Location labeling dataset excerpts
┌──
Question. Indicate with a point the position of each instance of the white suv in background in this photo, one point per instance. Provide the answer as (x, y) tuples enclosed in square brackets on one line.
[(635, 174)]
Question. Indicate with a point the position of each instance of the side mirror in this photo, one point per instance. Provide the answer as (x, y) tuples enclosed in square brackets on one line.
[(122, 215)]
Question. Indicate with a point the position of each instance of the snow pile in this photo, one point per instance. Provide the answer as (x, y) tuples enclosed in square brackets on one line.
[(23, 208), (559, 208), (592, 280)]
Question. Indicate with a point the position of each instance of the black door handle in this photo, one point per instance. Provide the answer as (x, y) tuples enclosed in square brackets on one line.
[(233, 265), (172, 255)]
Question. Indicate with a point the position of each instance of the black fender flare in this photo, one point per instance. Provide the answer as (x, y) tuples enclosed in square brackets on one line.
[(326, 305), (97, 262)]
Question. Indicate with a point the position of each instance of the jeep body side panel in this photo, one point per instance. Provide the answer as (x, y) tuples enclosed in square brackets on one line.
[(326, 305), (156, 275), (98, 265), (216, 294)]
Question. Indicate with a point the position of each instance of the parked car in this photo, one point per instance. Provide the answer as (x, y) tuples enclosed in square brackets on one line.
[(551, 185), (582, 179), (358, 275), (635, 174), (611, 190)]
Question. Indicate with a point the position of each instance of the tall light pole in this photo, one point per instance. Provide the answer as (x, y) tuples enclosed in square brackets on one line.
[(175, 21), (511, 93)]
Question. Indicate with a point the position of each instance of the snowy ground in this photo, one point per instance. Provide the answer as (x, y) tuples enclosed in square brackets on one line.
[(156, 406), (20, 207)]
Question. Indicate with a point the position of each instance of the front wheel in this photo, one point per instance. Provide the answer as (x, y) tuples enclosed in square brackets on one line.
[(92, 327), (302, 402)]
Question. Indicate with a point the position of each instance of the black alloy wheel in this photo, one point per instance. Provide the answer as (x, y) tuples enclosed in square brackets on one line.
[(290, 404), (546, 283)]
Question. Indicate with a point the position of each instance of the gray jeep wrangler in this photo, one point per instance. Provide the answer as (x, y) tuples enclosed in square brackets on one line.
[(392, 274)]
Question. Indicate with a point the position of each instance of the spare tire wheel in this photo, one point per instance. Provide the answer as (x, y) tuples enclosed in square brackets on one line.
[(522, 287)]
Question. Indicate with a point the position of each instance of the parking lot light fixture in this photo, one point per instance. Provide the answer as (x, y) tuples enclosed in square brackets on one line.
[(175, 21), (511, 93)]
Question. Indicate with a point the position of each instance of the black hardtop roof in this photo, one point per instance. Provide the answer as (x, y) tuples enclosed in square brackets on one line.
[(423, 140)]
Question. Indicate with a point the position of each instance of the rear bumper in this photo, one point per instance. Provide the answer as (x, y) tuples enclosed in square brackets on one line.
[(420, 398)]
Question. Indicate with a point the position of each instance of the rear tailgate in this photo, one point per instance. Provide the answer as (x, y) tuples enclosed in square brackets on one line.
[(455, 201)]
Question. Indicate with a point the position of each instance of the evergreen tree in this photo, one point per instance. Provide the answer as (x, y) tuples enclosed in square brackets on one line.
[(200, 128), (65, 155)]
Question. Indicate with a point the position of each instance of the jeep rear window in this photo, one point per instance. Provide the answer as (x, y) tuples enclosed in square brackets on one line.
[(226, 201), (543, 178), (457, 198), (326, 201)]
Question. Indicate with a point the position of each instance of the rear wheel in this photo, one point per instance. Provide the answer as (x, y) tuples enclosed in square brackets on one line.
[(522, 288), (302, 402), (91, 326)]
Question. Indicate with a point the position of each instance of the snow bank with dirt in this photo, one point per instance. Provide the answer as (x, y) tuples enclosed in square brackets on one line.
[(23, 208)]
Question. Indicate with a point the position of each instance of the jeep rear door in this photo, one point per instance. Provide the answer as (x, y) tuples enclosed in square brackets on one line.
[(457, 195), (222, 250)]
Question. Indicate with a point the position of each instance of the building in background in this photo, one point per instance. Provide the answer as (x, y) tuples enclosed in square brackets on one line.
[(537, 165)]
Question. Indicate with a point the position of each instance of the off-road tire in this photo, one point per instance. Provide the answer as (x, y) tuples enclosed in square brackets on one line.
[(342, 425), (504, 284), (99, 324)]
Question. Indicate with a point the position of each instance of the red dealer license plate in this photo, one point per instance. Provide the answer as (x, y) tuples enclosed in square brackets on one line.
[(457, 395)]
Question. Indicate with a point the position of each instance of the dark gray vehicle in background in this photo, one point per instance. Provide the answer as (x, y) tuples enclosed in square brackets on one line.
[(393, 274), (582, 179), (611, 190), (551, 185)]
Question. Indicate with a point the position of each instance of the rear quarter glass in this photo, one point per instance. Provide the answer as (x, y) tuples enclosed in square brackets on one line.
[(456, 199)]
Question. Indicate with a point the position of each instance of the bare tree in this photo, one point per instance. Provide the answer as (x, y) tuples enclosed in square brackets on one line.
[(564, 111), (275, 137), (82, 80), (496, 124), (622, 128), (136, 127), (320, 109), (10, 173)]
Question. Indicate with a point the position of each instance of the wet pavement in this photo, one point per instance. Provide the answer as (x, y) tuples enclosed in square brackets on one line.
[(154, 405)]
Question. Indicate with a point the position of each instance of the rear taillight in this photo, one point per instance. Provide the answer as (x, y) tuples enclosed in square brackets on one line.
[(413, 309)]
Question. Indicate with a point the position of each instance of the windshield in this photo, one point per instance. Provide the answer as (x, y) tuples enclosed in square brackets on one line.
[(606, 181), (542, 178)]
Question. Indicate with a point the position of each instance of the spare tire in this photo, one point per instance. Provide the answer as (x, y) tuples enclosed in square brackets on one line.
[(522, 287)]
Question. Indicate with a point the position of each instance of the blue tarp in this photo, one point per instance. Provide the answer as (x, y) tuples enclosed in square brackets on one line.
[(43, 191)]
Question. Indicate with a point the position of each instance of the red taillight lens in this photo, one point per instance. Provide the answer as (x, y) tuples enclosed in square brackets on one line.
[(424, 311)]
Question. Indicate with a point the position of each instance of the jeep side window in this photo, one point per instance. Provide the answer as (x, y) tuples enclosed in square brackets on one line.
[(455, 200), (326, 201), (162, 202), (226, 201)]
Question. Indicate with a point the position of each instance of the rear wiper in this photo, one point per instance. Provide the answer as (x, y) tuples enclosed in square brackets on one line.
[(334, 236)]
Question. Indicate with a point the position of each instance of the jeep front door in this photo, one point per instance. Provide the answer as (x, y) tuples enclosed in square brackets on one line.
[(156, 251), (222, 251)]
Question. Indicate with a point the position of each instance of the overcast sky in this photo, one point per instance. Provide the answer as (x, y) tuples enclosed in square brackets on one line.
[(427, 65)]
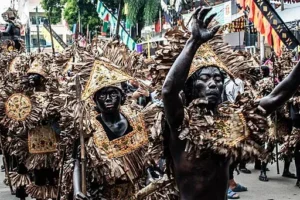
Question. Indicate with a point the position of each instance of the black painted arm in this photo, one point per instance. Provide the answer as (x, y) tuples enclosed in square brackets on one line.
[(76, 178), (178, 74), (282, 92), (174, 83)]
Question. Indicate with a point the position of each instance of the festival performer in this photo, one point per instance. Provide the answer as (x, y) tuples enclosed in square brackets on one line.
[(204, 133), (31, 106), (12, 33), (117, 141)]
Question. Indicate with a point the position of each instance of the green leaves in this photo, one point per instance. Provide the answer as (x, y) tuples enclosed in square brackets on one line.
[(54, 9), (88, 13), (145, 11), (151, 11)]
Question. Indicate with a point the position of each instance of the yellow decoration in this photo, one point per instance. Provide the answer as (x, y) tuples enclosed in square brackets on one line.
[(103, 75), (42, 140), (18, 107), (205, 57), (37, 68), (47, 36), (123, 145)]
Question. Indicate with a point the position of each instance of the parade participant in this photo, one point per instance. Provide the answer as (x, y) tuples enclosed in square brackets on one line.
[(30, 102), (118, 143), (12, 30), (207, 134)]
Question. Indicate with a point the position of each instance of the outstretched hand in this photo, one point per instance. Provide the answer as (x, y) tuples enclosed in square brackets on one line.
[(81, 196), (200, 31)]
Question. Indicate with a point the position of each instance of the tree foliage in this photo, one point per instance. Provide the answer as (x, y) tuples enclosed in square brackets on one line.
[(88, 14), (142, 10), (53, 9)]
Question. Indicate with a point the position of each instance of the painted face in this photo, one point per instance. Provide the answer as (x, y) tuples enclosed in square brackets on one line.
[(35, 79), (108, 99), (207, 83)]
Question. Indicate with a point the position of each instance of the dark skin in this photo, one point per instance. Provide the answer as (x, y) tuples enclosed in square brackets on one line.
[(205, 178), (108, 102), (37, 81)]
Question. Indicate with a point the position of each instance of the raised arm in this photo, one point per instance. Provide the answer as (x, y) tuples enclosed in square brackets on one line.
[(282, 92), (178, 74)]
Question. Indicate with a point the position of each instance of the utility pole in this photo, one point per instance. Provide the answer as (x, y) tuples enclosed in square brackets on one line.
[(37, 29), (50, 28), (119, 17)]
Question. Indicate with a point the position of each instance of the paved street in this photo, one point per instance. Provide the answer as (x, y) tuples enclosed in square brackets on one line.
[(278, 188)]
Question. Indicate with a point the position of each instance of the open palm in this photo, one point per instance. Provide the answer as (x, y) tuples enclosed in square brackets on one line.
[(200, 30)]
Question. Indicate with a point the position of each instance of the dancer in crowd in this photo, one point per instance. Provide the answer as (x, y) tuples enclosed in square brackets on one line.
[(200, 148), (30, 107), (12, 33)]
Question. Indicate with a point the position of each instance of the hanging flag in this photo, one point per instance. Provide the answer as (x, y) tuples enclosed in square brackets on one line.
[(269, 24), (124, 36)]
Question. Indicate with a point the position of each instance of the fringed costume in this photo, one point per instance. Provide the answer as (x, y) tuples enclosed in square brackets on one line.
[(31, 113), (116, 169)]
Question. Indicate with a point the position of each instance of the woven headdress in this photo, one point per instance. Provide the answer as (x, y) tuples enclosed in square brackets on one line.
[(37, 68), (103, 75), (206, 57)]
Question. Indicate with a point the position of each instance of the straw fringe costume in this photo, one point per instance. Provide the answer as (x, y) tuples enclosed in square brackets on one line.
[(32, 119), (116, 169)]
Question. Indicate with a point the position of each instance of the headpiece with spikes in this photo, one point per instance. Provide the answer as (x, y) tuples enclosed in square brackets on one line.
[(103, 74), (37, 68)]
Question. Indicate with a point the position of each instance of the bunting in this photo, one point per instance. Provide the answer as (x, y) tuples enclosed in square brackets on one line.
[(268, 23)]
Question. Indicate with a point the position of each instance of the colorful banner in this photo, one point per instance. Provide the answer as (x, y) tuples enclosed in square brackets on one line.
[(268, 23), (124, 36)]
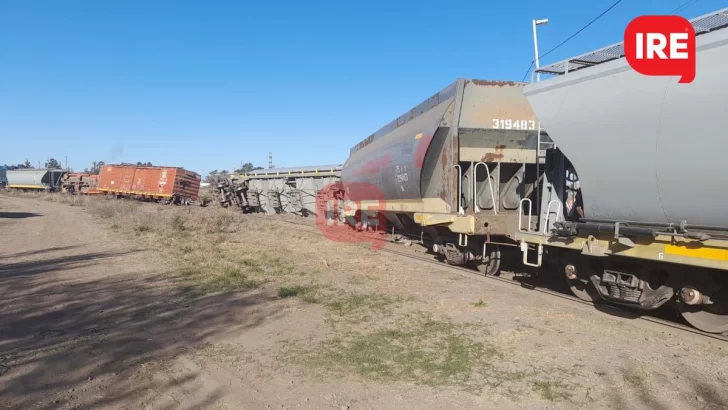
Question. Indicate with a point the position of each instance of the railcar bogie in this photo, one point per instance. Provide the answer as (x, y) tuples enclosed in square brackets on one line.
[(638, 237)]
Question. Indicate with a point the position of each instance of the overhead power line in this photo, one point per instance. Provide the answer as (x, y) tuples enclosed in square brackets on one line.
[(683, 6), (572, 36)]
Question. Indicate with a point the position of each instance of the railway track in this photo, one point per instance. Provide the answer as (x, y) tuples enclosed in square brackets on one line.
[(606, 309)]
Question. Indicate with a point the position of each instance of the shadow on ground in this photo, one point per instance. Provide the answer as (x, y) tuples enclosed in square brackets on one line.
[(18, 215), (67, 340)]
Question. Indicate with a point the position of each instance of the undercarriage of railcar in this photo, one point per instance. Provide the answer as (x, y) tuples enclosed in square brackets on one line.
[(639, 265)]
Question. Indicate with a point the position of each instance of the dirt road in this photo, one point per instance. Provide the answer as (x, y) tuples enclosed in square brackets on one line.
[(86, 319), (90, 319)]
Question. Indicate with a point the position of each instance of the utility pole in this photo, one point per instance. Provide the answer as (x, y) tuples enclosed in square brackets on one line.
[(535, 44)]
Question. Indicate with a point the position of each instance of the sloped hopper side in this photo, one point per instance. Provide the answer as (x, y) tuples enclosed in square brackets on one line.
[(645, 148), (390, 163)]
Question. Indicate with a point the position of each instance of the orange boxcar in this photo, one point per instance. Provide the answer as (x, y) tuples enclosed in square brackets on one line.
[(169, 184)]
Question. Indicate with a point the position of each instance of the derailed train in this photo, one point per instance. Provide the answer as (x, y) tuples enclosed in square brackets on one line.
[(614, 176)]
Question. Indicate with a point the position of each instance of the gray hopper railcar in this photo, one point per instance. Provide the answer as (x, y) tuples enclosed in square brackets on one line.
[(648, 155)]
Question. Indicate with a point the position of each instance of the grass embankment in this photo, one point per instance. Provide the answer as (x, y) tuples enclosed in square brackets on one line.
[(377, 336)]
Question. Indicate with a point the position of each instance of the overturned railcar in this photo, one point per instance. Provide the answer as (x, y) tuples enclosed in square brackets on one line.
[(648, 156), (454, 170), (279, 190), (35, 179)]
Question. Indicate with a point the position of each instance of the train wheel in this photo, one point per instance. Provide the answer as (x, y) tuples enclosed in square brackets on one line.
[(579, 283), (491, 264), (711, 318)]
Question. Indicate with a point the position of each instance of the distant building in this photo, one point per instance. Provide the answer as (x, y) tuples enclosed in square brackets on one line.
[(3, 175)]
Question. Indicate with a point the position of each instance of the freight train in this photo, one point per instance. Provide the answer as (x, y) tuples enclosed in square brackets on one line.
[(35, 179), (613, 176)]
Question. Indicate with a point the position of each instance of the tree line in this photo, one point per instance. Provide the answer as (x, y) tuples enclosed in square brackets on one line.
[(52, 163)]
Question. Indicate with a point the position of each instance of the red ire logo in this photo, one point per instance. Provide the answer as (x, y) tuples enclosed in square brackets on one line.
[(661, 45)]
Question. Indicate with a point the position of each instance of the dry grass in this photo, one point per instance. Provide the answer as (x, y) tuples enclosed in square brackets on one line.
[(201, 244), (378, 335)]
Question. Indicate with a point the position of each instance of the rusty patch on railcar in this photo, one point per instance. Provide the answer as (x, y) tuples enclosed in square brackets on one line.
[(495, 156), (421, 151), (372, 167)]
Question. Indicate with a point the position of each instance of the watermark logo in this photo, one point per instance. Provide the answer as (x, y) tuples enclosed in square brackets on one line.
[(661, 46), (353, 213)]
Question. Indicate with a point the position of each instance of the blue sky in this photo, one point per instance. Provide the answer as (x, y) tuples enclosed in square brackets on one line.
[(208, 85)]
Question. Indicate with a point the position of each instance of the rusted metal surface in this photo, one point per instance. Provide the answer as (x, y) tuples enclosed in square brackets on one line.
[(149, 181), (415, 156), (645, 149), (80, 183), (393, 162)]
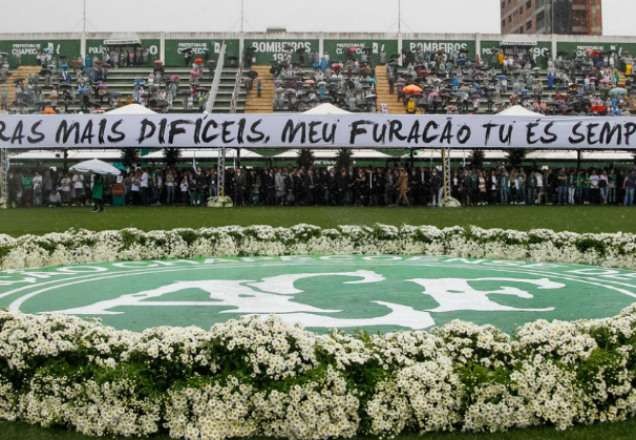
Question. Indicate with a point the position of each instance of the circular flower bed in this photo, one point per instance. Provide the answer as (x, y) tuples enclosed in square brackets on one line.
[(255, 377)]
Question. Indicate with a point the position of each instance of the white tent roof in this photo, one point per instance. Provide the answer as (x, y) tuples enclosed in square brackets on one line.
[(95, 166), (326, 109), (517, 110), (131, 109)]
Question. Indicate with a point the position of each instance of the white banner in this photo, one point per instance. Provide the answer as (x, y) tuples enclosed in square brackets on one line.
└──
Copy the lines of the listing above word for word, from the line containing "of the off-road" through the line containing "[(154, 405)]", with both end lines included.

Question. Indicate with a point the position of each instance of the off-road tire in this photo, one point per instance. Provide the answer as (x, y) tuples enclosed in square brackets on one line.
[(342, 425), (504, 284), (99, 324)]
Question. Indicate with a point the position of each instance of the red dealer license plate in this photo, one point per instance. Provide the answer as (x, y) tuples enclosed in square brackets on one line.
[(457, 395)]
Question. Indicate with a point the position of each instance of the dark gray vehicle in background in this photo, one point per instance. Provide the answer as (x, y) tuples enclosed in square brackets on one line.
[(393, 274), (582, 179), (611, 190), (551, 185)]
Question. Indicate with a point the position of each instance of the rear quarter glass in this photo, one point per instance. Provide the answer as (x, y) tuples enclosed in square brackets on one line.
[(456, 199)]
Question. Indicate with a point the position of each instance of the bare tree in this photo, one point per instance. Provide the answer as (x, y) tuples enclosed in square brackets on one line.
[(564, 111), (275, 137), (82, 80), (496, 124), (622, 128), (136, 127), (320, 109), (10, 173)]
Question. Indicate with a point the position of each instance of the wet pavement in this photo, one point per instance. Provide the answer as (x, y) tuples enclosed in square brackets on one line.
[(154, 405)]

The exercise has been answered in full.